Please reproduce the following records exactly as they appear.

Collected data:
····················

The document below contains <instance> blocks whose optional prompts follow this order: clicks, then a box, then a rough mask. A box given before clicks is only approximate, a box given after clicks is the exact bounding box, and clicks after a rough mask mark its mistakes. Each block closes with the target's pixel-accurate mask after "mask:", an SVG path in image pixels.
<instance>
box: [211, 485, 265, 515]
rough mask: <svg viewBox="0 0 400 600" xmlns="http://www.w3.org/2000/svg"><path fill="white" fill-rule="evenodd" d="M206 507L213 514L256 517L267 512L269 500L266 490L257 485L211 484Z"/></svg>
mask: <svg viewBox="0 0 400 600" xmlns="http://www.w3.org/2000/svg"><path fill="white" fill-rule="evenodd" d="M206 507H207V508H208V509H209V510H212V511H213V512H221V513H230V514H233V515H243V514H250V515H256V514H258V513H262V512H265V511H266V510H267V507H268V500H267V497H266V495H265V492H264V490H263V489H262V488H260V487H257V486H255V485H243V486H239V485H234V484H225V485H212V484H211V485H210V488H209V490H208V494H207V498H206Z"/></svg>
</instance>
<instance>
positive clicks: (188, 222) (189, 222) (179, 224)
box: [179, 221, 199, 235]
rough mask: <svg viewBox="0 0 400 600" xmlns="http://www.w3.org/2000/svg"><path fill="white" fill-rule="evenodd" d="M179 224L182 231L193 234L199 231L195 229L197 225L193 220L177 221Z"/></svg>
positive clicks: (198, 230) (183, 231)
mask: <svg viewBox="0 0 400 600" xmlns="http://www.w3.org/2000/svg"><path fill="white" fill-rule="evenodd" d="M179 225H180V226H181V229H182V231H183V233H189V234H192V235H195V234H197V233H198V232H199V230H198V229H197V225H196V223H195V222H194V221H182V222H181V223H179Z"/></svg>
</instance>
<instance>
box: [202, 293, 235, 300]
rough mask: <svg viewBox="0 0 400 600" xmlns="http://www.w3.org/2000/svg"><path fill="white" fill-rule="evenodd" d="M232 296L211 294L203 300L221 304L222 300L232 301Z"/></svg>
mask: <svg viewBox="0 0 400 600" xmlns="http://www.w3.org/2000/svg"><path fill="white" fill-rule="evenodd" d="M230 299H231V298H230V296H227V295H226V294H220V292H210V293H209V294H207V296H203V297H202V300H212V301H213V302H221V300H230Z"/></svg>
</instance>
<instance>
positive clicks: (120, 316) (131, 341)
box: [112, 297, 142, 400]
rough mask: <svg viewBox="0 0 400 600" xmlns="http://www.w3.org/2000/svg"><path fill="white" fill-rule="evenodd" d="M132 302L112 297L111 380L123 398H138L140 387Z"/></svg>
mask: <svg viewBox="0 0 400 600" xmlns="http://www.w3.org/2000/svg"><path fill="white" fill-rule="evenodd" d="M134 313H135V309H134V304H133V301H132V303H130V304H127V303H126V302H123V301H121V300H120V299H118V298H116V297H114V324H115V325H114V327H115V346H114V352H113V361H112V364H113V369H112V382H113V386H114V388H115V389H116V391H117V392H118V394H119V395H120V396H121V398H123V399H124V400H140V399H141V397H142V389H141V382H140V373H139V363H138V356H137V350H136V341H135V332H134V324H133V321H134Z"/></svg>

····················

RESPONSE ▸
The document below contains <instance> blocks whose optional prompts follow this order: clicks, then a box, then a rough mask. A box given before clicks is only approximate, a box given after clicks is the exact bounding box, and clicks after a rough mask mark its mistakes. Each block closes with the target's pixel-accurate mask after "mask:", an SVG path in image pixels.
<instance>
box: [211, 485, 265, 515]
rough mask: <svg viewBox="0 0 400 600" xmlns="http://www.w3.org/2000/svg"><path fill="white" fill-rule="evenodd" d="M206 507L213 514L256 517L267 512L269 500L266 490L257 485L211 484Z"/></svg>
mask: <svg viewBox="0 0 400 600" xmlns="http://www.w3.org/2000/svg"><path fill="white" fill-rule="evenodd" d="M206 507H207V508H208V509H209V510H212V511H213V512H221V513H230V514H233V515H243V514H250V515H256V514H258V513H262V512H265V511H266V510H267V507H268V500H267V497H266V495H265V492H264V490H263V489H262V488H260V487H257V486H255V485H243V486H239V485H234V484H225V485H212V484H211V485H210V488H209V490H208V494H207V498H206Z"/></svg>
</instance>
<instance>
positive clicks: (188, 222) (189, 222) (179, 224)
box: [179, 221, 199, 235]
rough mask: <svg viewBox="0 0 400 600" xmlns="http://www.w3.org/2000/svg"><path fill="white" fill-rule="evenodd" d="M179 224L182 231L193 234L199 231L195 229L197 225L193 220L177 221Z"/></svg>
positive clicks: (198, 230) (183, 231)
mask: <svg viewBox="0 0 400 600" xmlns="http://www.w3.org/2000/svg"><path fill="white" fill-rule="evenodd" d="M179 225H180V226H181V229H182V231H183V233H189V234H192V235H195V234H197V233H198V232H199V230H198V229H197V225H196V223H195V222H194V221H182V222H181V223H179Z"/></svg>
</instance>
<instance>
box: [202, 293, 235, 300]
rough mask: <svg viewBox="0 0 400 600" xmlns="http://www.w3.org/2000/svg"><path fill="white" fill-rule="evenodd" d="M232 296L211 294L203 300L221 304L222 300L232 301Z"/></svg>
mask: <svg viewBox="0 0 400 600" xmlns="http://www.w3.org/2000/svg"><path fill="white" fill-rule="evenodd" d="M230 299H231V298H230V296H227V295H226V294H220V292H210V293H209V294H207V296H203V297H202V300H212V301H213V302H221V300H230Z"/></svg>
</instance>
<instance>
positive clicks: (120, 316) (131, 341)
box: [112, 297, 142, 400]
rough mask: <svg viewBox="0 0 400 600" xmlns="http://www.w3.org/2000/svg"><path fill="white" fill-rule="evenodd" d="M132 302L112 297L111 380L123 398H138L140 387Z"/></svg>
mask: <svg viewBox="0 0 400 600" xmlns="http://www.w3.org/2000/svg"><path fill="white" fill-rule="evenodd" d="M134 313H135V309H134V304H133V301H132V303H130V304H127V303H126V302H123V301H121V300H120V299H118V298H116V297H114V324H115V325H114V327H115V346H114V352H113V361H112V364H113V369H112V382H113V386H114V388H115V389H116V391H117V392H118V394H119V395H120V396H121V398H123V399H124V400H140V399H141V397H142V389H141V382H140V373H139V363H138V356H137V350H136V341H135V332H134V324H133V321H134Z"/></svg>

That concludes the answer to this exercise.